▶ **What the exercise asks**:
Summarize the text on party control of Congress and economic results in two sentences.

++++ Page extract ++++

Even though the data’s been sliced, diced, and analyzed every which way from Sunday, with consistent results, critics still try to second-guess it. Many or most of these objections are spurious — statistically illiterate, logically flawed, or just plain self-contradictory special pleading.
But at least one repeated question does bear examination: What about Congress? Don’t they supposedly control the purse-strings?
Here are some questions — some of which may seem to have “obvious” answers, though we really can’t know until we look systematically:
1. Do Democrats and Republicans in the different branches deliver systematically different results in spending, revenues, and deficits (and more tenuously, second-order effects like real GDP per capita)?
2. What are those party differences? Are they large differences?
3. Do those difference themselves differ depending on whether the parties are in control of the Senate, the House, and/or the Presidency? IOW, do Dems/Pubs act differently in the House than they do in the Senate or the presidency?
4. Which branches have the greatest effects on different economic measures?
5. In which branches do Democratic and Republican results differ the most? Does that vary depending on the economic measure you’re looking at?
6. Do certain party combinations in the Senate/House/Presidency show systematically different results in spending, revenues, etc.? Is there any sign of an optimal or dystopic combination?
7. Do there seem to be systematic differences between mixed and monolithic control of the branches?
8. Directly addressing the objections mentioned above: does an analysis of congressional results undercut, disprove, or otherwise alter the conclusions from the research on presidential outcomes linked above?
To look into these questions I built a spreadsheet for the years 1961–2009, based on one built by my friend Steve, who tagged all the years for which party controlled each branch. (Thanks, Steve!) The spreadsheet (with data sources cited) is here.*
I chose to start in ’61 not only because the period basically spans my sentient life (self-serving bias?), but because 1. it’s a reasonably long period (49 years), and 2. by then the wild economic swings following the Depression and World War II had settled down. If anyone wants to extend the period backward, it’s an easy matter to add the data from the sources cited in the spreadsheet.
You can jump down to the resulting graphs, or even the summary, but some discussion is in order first.
Details
The central issue here: there are many different ways to look at this data. I’ve chosen ones that I think will give the most inclusive, comprehensive, and comprehensible insights into the questions above, revealing both the big picture and the sometimes messy, contradictory, and ambiguous results. Given the nature of the data, it simply can’t answer some of the questions above.
I detail my choices here. I encourage others to use the spreadsheet to create different views — hopefully widely representative ones, eschewing intentional (or even unconscious) cherry-picking. My choices were driven by just plain curiosity about the “facts on the ground.” I had some notions of what I might find (Dems tax and spend? Pubs borrow and spend?), but given how wrong I was on presidents and economic growth, I wanted to see the numbers. I encourage others to operate from similar principles.

++++ Extracted entries ++++

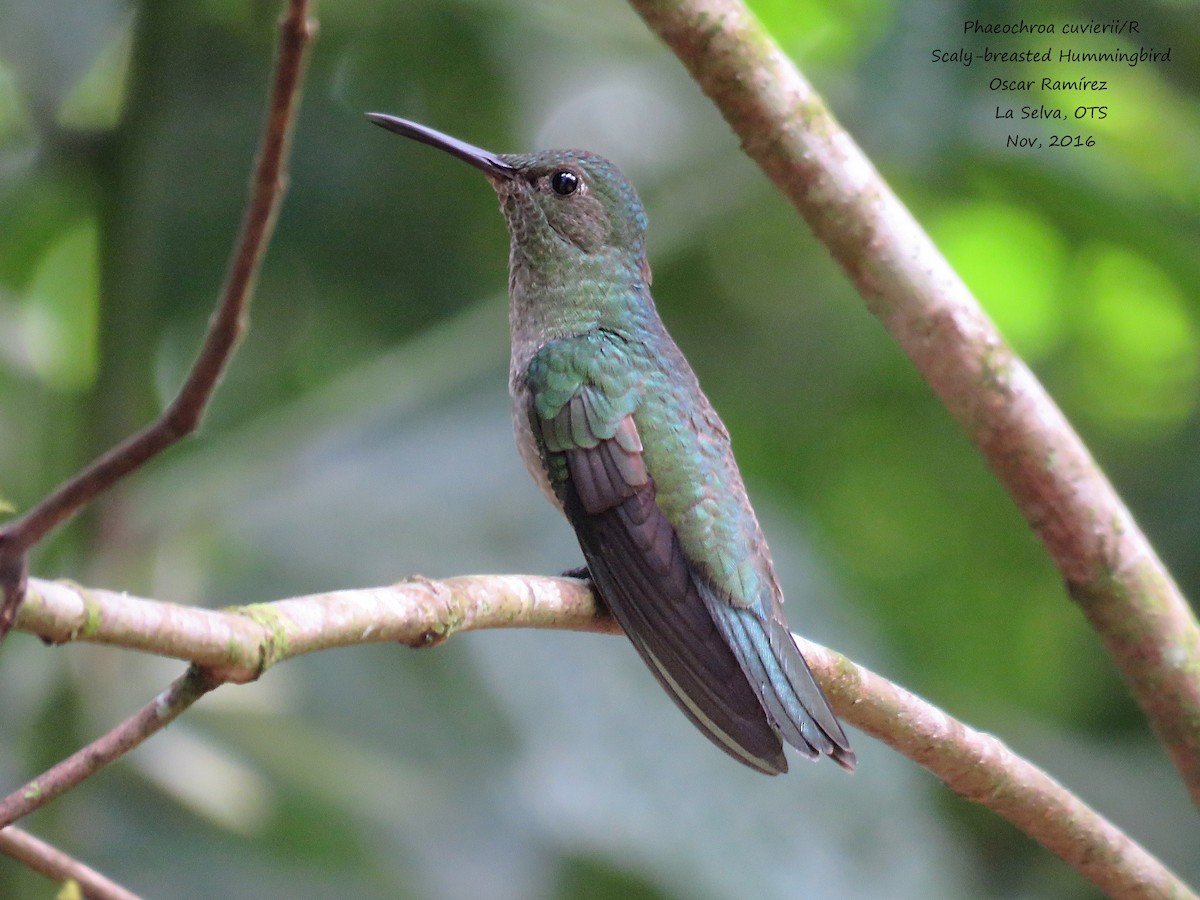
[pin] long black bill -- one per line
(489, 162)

++++
++++ Extracted entries ++++

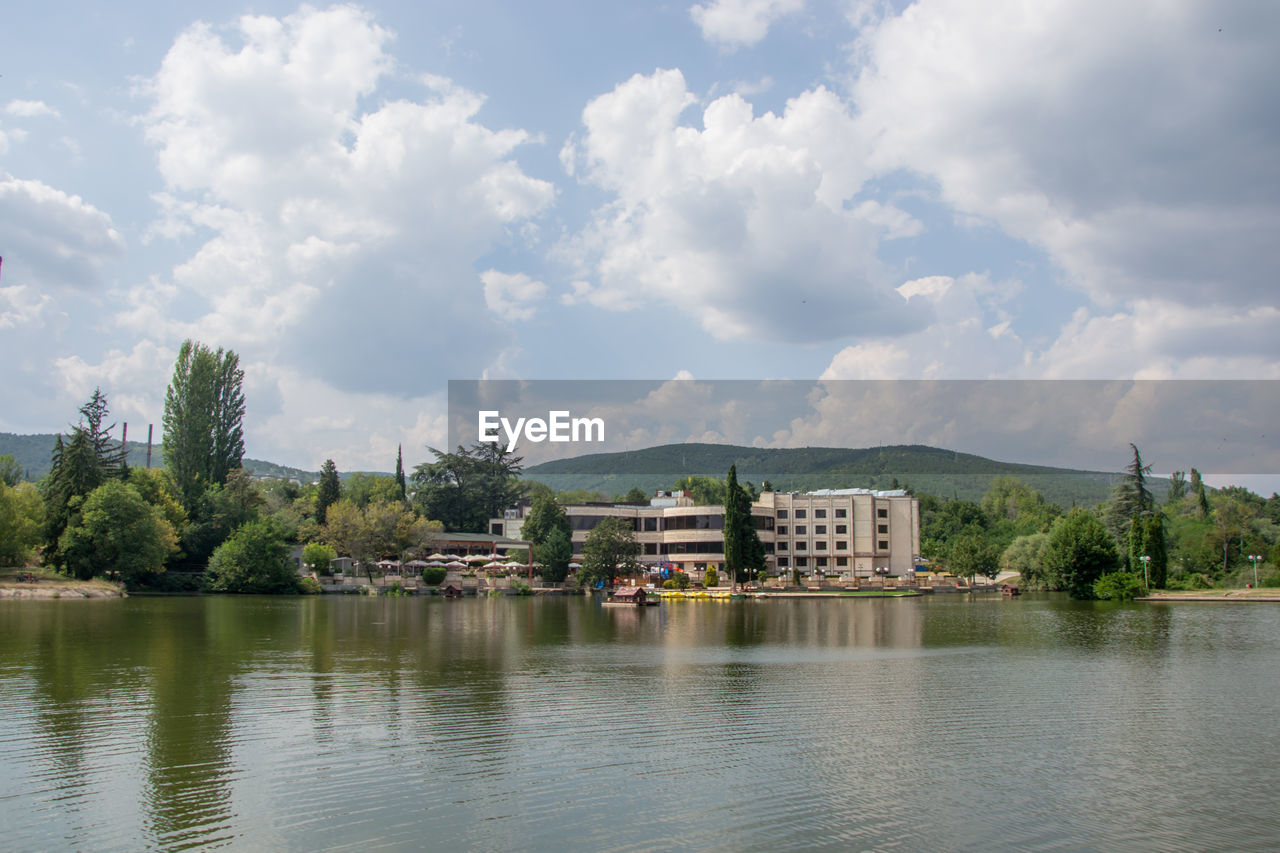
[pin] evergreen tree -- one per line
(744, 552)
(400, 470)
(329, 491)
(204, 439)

++++
++++ Extracted entries ++++

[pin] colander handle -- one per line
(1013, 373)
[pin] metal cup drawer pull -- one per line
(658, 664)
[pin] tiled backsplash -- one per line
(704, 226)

++++

▶ **Solution to this exercise**:
Because critics keep asking whether Congress, which is said to control the purse strings, matters, the author poses eight questions about whether Democrats and Republicans in the House, Senate, and presidency produce systematically different spending, revenues, and deficits. To explore them, the author built a spreadsheet covering 1961 to 2009 from a friend's record of which party controlled each branch, and invites others to use it while noting that some of the questions cannot be answered.